> WHAT YOU NEED TO DO: Return the passage of the UEFA Futsal Euro 2016 qualifying text from "Main round: The" to "four qualified teams.", copied word for word.

> TEXT PROVIDED:
********

The UEFA Futsal Euro 2016 qualifying competition was a men's futsal competition that determined the 11 teams joining the automatically qualified hosts Serbia in the UEFA Futsal Euro 2016 final tournament.

The national teams from a total of 45 UEFA member associations entered the qualifying competition. Scotland made their UEFA Futsal Euro qualifying debut.

Format
The qualifying competition consisted of three rounds:
Preliminary round: The 24 lowest-ranked teams were drawn into six groups of four teams. Each group was played in single round-robin format at one of the teams which were pre-selected as hosts. The six group winners and the best runner-up advanced to the main round.
Main round: The 28 teams (21 highest-ranked teams and seven preliminary round qualifiers) were drawn into seven groups of four teams. Each group was played in single round-robin format at one of the teams which were pre-selected as hosts. The seven group winners qualified for the final tournament, while the seven runners-up and the best third-placed team advanced to the play-offs.
Play-offs: The eight teams were drawn into four ties to play home-and-away two-legged matches to determine the last four qualified teams.

********

> INFORMATION PROVIDED:
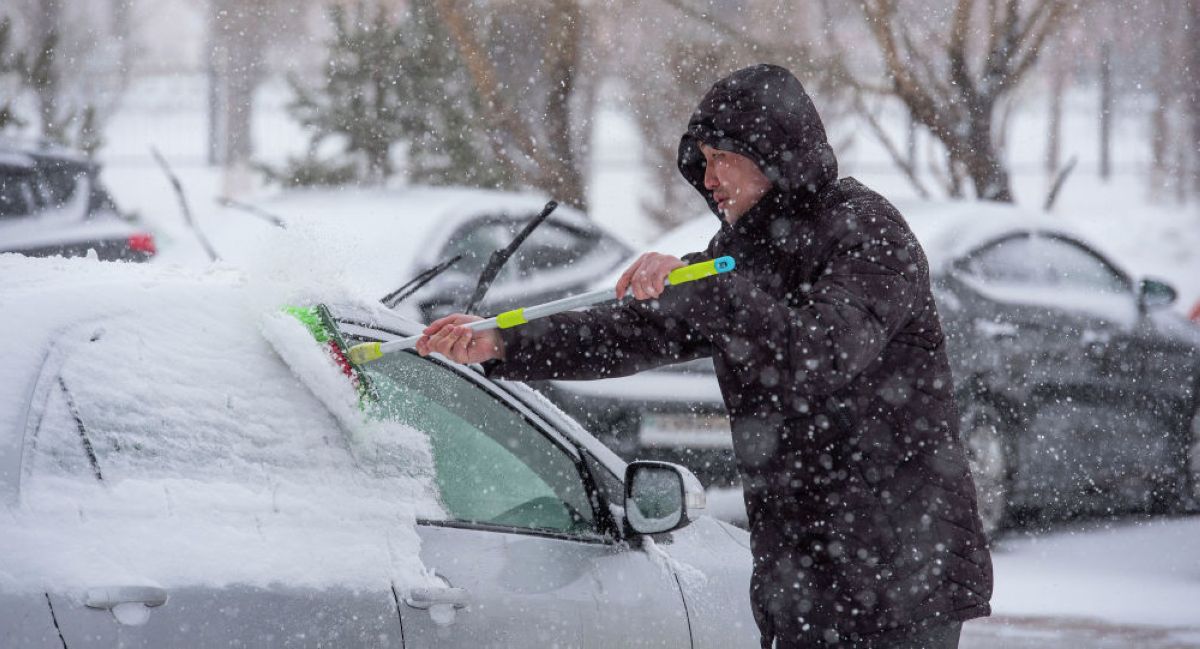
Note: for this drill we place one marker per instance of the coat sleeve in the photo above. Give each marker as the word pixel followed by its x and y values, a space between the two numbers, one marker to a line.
pixel 867 293
pixel 603 342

********

> WORKED SOLUTION:
Main round: The 28 teams (21 highest-ranked teams and seven preliminary round qualifiers) were drawn into seven groups of four teams. Each group was played in single round-robin format at one of the teams which were pre-selected as hosts. The seven group winners qualified for the final tournament, while the seven runners-up and the best third-placed team advanced to the play-offs.
Play-offs: The eight teams were drawn into four ties to play home-and-away two-legged matches to determine the last four qualified teams.